** DATA EXTRACT follows **

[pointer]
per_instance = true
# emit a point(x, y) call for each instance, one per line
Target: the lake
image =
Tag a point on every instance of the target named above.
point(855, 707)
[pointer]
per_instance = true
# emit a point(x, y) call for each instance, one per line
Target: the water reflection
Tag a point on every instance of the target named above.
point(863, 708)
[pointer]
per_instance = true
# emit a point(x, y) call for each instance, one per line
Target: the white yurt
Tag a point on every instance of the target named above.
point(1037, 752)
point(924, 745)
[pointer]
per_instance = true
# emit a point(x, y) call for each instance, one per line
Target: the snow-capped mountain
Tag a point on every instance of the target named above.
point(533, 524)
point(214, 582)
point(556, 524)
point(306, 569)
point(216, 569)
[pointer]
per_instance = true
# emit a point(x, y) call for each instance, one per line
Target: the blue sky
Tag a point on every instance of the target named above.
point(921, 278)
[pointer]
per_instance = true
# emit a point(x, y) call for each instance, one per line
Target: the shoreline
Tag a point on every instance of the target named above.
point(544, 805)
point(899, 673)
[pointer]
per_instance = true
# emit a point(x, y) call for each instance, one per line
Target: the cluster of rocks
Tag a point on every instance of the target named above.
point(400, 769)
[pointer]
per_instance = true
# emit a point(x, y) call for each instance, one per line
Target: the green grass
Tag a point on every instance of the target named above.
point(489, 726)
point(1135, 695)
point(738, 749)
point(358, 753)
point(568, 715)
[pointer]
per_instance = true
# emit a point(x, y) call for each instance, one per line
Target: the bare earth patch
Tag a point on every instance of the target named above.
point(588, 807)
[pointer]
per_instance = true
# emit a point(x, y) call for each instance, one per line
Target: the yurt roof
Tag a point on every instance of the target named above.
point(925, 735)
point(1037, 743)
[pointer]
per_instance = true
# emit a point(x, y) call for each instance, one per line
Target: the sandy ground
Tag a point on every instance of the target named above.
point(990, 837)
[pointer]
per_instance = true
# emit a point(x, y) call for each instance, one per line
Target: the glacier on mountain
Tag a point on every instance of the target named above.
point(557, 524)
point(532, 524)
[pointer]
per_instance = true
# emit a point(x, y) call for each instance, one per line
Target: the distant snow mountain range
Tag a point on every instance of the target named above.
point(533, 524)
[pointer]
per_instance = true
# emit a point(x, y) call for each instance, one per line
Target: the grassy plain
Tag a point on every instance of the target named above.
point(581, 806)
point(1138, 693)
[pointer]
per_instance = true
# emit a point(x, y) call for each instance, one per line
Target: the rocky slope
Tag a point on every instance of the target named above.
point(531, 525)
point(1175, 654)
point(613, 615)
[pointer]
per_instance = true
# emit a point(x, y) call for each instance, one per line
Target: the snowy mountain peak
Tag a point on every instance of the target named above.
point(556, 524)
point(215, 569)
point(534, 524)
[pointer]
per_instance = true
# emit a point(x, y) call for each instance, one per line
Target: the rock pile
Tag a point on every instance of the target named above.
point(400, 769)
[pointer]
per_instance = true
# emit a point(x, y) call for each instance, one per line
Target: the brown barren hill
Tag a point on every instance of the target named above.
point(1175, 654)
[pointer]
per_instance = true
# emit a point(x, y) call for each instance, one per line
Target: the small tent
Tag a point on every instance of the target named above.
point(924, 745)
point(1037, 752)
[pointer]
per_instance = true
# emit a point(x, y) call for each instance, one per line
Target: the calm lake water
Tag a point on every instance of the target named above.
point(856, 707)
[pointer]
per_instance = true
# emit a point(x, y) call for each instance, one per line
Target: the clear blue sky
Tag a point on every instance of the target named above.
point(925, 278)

** End of DATA EXTRACT **
** DATA EXTRACT follows **

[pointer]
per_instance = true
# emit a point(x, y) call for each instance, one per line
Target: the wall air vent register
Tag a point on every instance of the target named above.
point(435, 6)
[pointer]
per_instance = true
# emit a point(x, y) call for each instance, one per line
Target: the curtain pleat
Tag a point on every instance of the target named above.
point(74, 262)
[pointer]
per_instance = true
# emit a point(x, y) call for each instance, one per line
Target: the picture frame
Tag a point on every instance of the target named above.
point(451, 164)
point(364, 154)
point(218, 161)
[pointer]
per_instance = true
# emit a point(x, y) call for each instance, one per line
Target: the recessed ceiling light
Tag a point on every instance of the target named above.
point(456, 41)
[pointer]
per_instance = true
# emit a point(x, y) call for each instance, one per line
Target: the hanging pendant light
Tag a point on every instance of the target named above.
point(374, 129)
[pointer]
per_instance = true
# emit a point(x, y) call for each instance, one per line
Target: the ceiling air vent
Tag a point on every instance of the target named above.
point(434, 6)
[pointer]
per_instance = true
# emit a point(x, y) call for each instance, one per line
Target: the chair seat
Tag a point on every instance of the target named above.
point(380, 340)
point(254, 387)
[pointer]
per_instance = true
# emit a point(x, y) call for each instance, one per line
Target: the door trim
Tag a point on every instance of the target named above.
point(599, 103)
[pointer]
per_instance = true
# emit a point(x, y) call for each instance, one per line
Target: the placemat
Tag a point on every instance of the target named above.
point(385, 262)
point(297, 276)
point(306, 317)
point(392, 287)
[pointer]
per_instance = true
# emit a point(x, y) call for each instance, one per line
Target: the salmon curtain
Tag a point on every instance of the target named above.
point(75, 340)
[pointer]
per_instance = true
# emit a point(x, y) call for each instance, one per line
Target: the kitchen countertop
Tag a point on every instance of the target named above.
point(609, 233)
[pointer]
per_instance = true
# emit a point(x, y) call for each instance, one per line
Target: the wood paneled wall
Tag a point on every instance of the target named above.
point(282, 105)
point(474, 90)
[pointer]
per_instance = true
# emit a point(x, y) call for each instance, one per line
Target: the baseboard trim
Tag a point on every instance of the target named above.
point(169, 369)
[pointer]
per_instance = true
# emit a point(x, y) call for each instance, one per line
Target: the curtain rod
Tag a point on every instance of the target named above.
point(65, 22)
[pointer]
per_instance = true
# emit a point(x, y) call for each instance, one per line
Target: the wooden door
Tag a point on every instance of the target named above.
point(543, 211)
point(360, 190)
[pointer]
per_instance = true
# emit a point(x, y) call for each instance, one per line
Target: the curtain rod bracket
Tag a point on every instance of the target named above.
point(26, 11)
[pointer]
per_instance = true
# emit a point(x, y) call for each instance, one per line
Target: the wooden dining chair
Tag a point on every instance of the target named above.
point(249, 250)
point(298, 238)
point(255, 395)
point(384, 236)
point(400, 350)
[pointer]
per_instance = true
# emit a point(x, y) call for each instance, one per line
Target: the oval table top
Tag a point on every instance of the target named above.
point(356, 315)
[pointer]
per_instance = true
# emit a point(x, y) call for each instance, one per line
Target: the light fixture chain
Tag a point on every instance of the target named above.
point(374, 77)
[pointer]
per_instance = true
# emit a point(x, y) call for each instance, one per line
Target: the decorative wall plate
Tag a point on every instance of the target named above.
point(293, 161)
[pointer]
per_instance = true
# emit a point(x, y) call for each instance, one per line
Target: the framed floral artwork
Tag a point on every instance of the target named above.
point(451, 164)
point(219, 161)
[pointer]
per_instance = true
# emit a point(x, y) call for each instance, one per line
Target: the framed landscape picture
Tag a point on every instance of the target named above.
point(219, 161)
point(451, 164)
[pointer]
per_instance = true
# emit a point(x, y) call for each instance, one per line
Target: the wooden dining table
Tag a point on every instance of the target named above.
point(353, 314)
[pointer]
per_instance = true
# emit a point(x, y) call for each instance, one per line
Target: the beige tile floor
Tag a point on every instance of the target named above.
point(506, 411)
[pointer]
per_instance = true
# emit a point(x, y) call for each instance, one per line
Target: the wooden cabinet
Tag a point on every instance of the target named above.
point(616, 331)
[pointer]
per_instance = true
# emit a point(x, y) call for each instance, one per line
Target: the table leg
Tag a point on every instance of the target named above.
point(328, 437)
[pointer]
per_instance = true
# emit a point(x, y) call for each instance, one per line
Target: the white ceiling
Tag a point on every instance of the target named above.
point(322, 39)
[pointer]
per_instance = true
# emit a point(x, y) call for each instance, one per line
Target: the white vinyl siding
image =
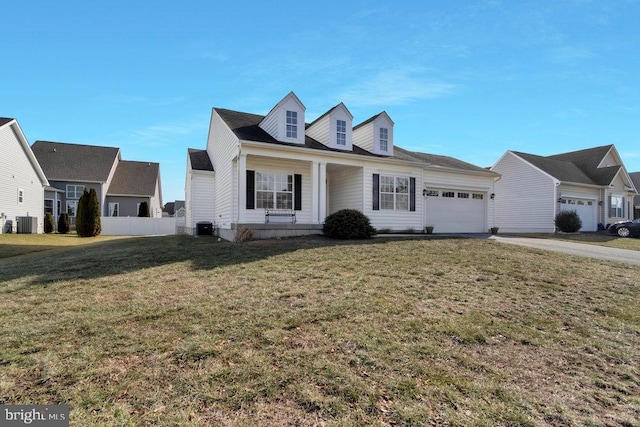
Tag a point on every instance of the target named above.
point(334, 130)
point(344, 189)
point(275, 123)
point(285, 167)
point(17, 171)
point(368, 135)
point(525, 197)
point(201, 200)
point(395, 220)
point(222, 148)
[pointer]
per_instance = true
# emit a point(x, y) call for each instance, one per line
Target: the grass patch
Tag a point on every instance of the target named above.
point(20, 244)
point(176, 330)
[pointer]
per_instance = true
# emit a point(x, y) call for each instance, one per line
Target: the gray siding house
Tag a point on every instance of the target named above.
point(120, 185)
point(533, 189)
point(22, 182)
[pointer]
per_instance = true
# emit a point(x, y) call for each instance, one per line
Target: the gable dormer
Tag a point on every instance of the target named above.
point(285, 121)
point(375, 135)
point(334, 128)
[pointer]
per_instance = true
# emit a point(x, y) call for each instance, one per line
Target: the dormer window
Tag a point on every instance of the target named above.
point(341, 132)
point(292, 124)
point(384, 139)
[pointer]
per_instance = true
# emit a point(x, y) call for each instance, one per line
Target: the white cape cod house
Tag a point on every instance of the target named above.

** End of DATA EXTRACT **

-- EXERCISE OBJECTIVE --
Looking at the listing above, which lines hold "wall"? Copy every such line.

-- SOLUTION FOR THIS EXERCISE --
Target: the wall air vent register
Target: the wood paneled wall
Target: the decorative wall plate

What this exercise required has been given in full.